_Extrait de page_
•••••

Frais de bouche de Bruno Marty : le parquet général récidive


Bruno Marty et son avocat Me Mourad Mikou, apprenant la relaxe en première instance. (Archives)
PAPEETE, le 12 janvier 2017 - Un an de prison ferme, 5 ans d'interdiction d'exercer dans la fonction publique et 5 ans de privation des droits civiques ont été requis ce jeudi, en appel, contre le directeur de la SEM Laboratoire des travaux publics de la Polynésie française. Bruno Marty avait été relaxé en première instance.


Relaxé en première instance des poursuites en détournement de fonds publics engagées contre lui par le procureur de la République de Papeete en juillet 2015, Bruno Marty a de nouveau été appelé à la barre ce jeudi matin dans le cadre de cette affaire de frais de bouche, le parquet ayant fait appel de la décision du tribunal correctionnel. Procureur à l'époque, José Thorel avait en effet requis 6 mois de prison ferme et 500 000 francs d'amende. Avocat général à la cour d'appel aujourd'hui, le magistrat a récidivé en proposant à la juridiction de second degré d'infliger 12 mois de prison ferme, 5 ans de privation des droits civiques et 5 ans d'interdiction d'exercer dans la fonction publique à celui qui a été reconduit, malgré ses déboires, à la direction de la SEM Laboratoire des travaux publics de la Polynésie française. La cour rendra son arrêt le 8 mars prochain.

•••••

_Liste des entrées_
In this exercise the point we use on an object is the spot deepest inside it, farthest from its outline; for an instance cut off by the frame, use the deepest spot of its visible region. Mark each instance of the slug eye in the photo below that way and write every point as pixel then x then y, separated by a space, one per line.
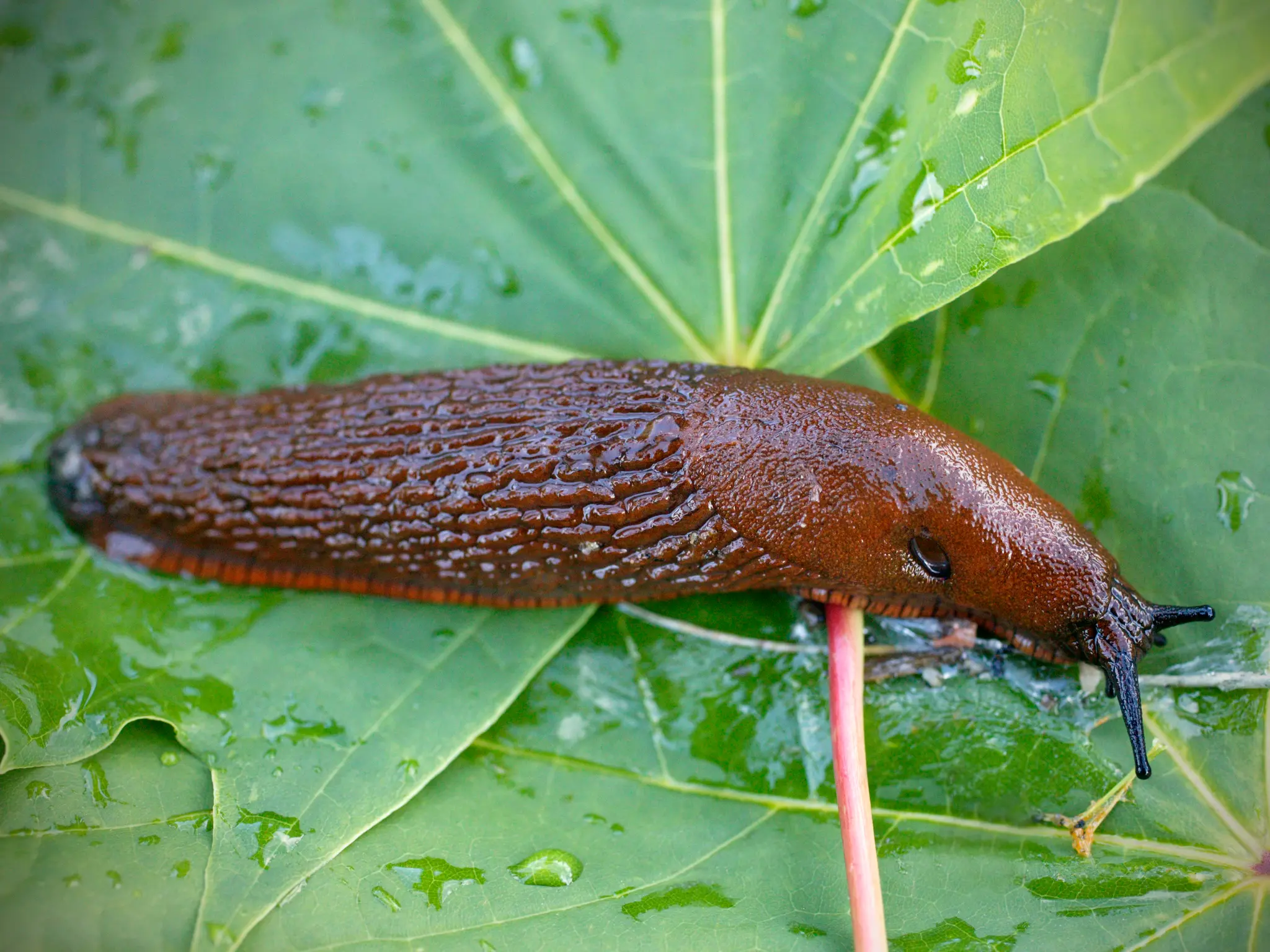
pixel 931 557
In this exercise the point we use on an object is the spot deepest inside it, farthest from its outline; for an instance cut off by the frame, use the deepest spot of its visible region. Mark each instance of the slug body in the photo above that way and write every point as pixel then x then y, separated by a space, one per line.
pixel 602 482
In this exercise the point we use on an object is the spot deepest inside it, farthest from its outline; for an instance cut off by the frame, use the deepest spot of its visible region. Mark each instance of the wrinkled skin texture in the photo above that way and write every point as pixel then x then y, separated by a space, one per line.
pixel 601 482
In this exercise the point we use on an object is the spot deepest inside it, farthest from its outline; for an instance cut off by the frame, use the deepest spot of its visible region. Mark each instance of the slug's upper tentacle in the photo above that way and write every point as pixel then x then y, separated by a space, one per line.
pixel 1127 630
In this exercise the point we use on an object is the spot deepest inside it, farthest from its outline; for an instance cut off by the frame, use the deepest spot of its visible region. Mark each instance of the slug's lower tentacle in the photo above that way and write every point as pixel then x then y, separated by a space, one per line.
pixel 1123 673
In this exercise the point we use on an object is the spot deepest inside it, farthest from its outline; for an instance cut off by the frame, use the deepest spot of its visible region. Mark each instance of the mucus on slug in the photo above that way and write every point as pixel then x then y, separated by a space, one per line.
pixel 603 482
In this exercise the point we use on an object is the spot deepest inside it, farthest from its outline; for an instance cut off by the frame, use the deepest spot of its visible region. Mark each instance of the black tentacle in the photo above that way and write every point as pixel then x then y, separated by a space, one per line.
pixel 1123 672
pixel 1169 616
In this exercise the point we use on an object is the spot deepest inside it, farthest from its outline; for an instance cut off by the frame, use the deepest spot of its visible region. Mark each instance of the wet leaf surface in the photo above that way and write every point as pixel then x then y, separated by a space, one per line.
pixel 236 197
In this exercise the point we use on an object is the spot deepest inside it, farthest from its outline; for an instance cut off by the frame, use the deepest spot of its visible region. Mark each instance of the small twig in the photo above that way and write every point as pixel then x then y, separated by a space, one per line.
pixel 850 774
pixel 1083 827
pixel 1223 681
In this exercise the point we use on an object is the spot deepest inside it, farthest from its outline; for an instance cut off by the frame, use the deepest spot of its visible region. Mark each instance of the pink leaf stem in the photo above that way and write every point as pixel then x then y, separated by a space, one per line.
pixel 848 721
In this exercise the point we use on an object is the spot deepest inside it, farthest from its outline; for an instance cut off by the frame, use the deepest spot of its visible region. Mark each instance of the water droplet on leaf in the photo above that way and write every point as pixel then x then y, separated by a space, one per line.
pixel 548 867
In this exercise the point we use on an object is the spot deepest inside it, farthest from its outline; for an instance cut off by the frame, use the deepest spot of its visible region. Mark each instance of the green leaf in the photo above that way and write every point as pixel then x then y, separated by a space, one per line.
pixel 319 715
pixel 616 747
pixel 107 853
pixel 248 196
pixel 744 182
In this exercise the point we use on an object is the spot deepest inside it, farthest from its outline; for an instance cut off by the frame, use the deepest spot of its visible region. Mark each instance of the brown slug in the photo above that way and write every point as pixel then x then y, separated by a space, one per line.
pixel 603 482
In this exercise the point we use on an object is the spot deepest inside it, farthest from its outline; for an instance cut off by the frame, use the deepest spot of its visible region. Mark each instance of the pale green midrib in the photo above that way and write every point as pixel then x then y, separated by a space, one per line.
pixel 1202 787
pixel 812 806
pixel 474 734
pixel 259 277
pixel 723 188
pixel 86 831
pixel 52 555
pixel 894 386
pixel 611 897
pixel 1078 221
pixel 463 45
pixel 813 216
pixel 1217 899
pixel 1060 400
pixel 936 363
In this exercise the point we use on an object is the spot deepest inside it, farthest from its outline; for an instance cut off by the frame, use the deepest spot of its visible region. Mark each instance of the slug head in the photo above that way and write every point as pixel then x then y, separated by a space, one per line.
pixel 1127 630
pixel 871 498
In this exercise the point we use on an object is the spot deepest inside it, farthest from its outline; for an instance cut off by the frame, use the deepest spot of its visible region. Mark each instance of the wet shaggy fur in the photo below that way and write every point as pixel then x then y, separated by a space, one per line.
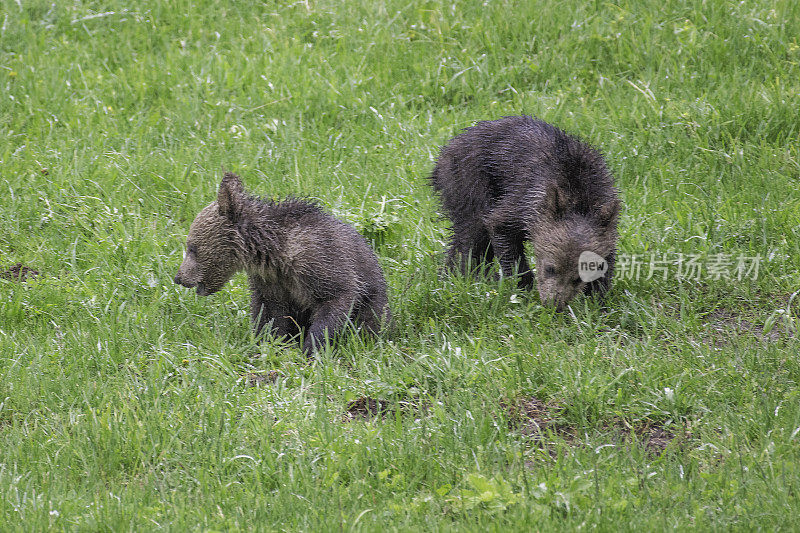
pixel 518 179
pixel 308 271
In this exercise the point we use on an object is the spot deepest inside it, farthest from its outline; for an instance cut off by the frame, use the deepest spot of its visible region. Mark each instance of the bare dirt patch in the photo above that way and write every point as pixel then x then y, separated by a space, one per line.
pixel 19 272
pixel 724 322
pixel 258 379
pixel 533 418
pixel 366 408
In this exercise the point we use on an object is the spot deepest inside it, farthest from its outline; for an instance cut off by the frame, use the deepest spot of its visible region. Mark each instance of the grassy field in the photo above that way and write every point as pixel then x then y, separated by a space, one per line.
pixel 126 401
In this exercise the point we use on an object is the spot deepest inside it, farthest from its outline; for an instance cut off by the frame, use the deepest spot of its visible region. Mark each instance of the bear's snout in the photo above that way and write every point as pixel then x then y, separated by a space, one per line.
pixel 180 281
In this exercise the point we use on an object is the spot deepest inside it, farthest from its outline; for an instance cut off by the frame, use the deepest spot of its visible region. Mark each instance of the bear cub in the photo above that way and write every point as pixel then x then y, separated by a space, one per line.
pixel 308 271
pixel 517 179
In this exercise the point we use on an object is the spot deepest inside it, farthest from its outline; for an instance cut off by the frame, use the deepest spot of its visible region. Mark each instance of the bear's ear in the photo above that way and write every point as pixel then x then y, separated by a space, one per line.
pixel 608 212
pixel 554 202
pixel 230 196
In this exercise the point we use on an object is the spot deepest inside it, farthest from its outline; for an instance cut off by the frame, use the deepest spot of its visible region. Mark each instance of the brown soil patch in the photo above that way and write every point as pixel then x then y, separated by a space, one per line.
pixel 258 379
pixel 534 418
pixel 365 408
pixel 723 322
pixel 19 272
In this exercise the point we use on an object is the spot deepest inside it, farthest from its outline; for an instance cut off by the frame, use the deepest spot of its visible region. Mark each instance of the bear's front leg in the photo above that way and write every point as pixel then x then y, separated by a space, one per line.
pixel 509 245
pixel 326 321
pixel 267 307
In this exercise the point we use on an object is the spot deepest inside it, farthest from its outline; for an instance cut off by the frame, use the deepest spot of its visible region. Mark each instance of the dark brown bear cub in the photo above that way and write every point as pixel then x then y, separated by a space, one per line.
pixel 506 181
pixel 307 270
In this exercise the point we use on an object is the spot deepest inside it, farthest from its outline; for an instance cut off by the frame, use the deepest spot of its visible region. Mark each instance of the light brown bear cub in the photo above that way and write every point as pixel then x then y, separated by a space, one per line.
pixel 309 272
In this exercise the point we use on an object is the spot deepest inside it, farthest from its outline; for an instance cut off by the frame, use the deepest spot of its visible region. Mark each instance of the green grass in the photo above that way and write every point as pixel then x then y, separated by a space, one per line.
pixel 123 404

•••••

_Consignes de l'exercice_
1) D'après l'article sur les frais de bouche de Bruno Marty, expliquez en une à trois phrases pourquoi celui-ci a de nouveau été appelé à la barre ce jeudi matin alors qu'il avait été relaxé en première instance.
2) Poursuivez l'article sur les frais de bouche de Bruno Marty à partir de sa dernière phrase.

_Réponses rédigées_
1) Bruno Marty a de nouveau comparu parce que le parquet a fait appel de la décision du tribunal correctionnel qui l'avait relaxé des poursuites en détournement de fonds publics. L'affaire de frais de bouche a donc été rejugée devant la cour d'appel, qui rendra son arrêt le 8 mars.

2)
Bruno Marty avait été renvoyé en justice, soupçonné d'avoir détourné à son profit, en 2014, près de 2,4 millions de francs des caisses de la SEM Laboratoire des travaux publics au débit de la carte bancaire rattachée à la direction générale de la société. Des notes de restaurant essentiellement, mais aussi des courses au supermarché et des retraits d'espèces "injustifiés" et "à des fins personnelles", avait jugé le parquet. Les faits avaient été dénoncés par le commissaire aux comptes de la société dans un rapport communiqué au procureur de la République.

Fonds publics, pas publics ?

L'avocat de l'ancien ministre des Transports, Me Mourad Mikou, avait quant à lui dénoncé une véritable chasse à l'homme, soulignant que son client, qui a rapidement remboursé les dépenses litigieuses, avait bénéficié de cette carte bancaire en compensation des indemnités mensuelles légales de frais de représentation que le conseil d'administration de la SEM aurait "omis" de lui octroyer : "Il y a peut-être eu des négligences, mais pas d'intention ni de détournement de fonds publics dans cette affaire".

L'avocat qui s'est aussi appuyé, ce matin, sur la décision du tribunal correctionnel qui avait estimé lors de la relaxe en première instance que la SEM n'était de toute façon pas directement rémunérée sur fonds publics mais grâce à ses activités commerciales, fussent-elles avec la collectivité de la Polynésie française pour près de la moitié de ses marchés.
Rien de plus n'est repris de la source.